== Excerpt provided ==
[start]

The Economic Cost Of Terrorism

After the Christmas incident over Detroit this past weekend, I wanted to take a moment to reflect on the costs of terrorism. Obviously, the biggest reason why terrorism is so awful is due to the loss of life resulting from successful attempts. That makes the most major cost emotional/psychological. Not only are the friends and family of those killed stricken with the loss, but even strangers often fear that a terrorist will arbitrarily strike out at them. These are clearly the most significant costs, but they aren't the only ones: there's also economics.

The cost is quite obvious for successful attempts. If you think about 9/11, for example, its tab was as much as $95 billion. That includes not only the buildings and planes ruined, but also the hit to the economy with job losses in the recession that it helped to fuel. The costs might not be quite so tangible, but even unsuccessful attempts like last weekend's have economic cost.

[end]

== Given entries ==
[start]

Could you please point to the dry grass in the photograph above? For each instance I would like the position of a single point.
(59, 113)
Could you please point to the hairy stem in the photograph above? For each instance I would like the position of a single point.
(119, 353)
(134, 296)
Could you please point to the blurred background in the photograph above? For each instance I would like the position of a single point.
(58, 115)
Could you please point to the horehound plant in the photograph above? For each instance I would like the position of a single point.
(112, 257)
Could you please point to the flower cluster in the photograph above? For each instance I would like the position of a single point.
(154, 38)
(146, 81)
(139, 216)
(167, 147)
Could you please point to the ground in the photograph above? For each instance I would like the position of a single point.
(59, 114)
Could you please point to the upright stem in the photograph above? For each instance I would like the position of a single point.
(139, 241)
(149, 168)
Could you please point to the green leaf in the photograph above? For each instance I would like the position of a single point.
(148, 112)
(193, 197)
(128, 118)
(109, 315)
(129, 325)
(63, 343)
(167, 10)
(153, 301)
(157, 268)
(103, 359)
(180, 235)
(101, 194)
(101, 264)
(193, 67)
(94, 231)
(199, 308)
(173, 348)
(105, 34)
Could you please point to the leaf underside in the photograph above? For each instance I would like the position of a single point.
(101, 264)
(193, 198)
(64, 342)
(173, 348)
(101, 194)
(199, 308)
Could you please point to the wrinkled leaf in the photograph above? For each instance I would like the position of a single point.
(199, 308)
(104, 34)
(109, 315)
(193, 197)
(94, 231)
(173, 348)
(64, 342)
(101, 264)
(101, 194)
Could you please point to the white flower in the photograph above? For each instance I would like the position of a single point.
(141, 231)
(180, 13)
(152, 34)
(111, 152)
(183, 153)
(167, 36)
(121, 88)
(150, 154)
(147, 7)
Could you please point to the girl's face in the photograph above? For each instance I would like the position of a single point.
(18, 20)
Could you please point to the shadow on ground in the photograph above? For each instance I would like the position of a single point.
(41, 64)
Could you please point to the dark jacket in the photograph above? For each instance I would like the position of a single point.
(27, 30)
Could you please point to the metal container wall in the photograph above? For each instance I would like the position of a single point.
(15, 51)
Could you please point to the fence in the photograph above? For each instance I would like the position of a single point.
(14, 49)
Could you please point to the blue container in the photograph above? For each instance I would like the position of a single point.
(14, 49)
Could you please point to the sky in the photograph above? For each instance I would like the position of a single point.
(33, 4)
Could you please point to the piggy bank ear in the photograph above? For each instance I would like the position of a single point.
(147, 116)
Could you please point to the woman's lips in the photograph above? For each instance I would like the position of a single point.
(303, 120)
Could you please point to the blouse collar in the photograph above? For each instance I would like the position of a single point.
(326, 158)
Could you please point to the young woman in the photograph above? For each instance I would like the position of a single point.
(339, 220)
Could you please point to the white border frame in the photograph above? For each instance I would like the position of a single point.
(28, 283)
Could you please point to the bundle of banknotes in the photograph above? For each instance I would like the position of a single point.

[end]

== Work to do ==
Restate the piece on the economic cost of terrorism from "The cost is" up to and including "have economic cost.", substituting "downturn" for "recession".

== Result for this exercise ==
The cost is quite obvious for successful attempts. If you think about 9/11, for example, its tab was as much as $95 billion. That includes not only the buildings and planes ruined, but also the hit to the economy with job losses in the downturn that it helped to fuel. The costs might not be quite so tangible, but even unsuccessful attempts like last weekend's have economic cost.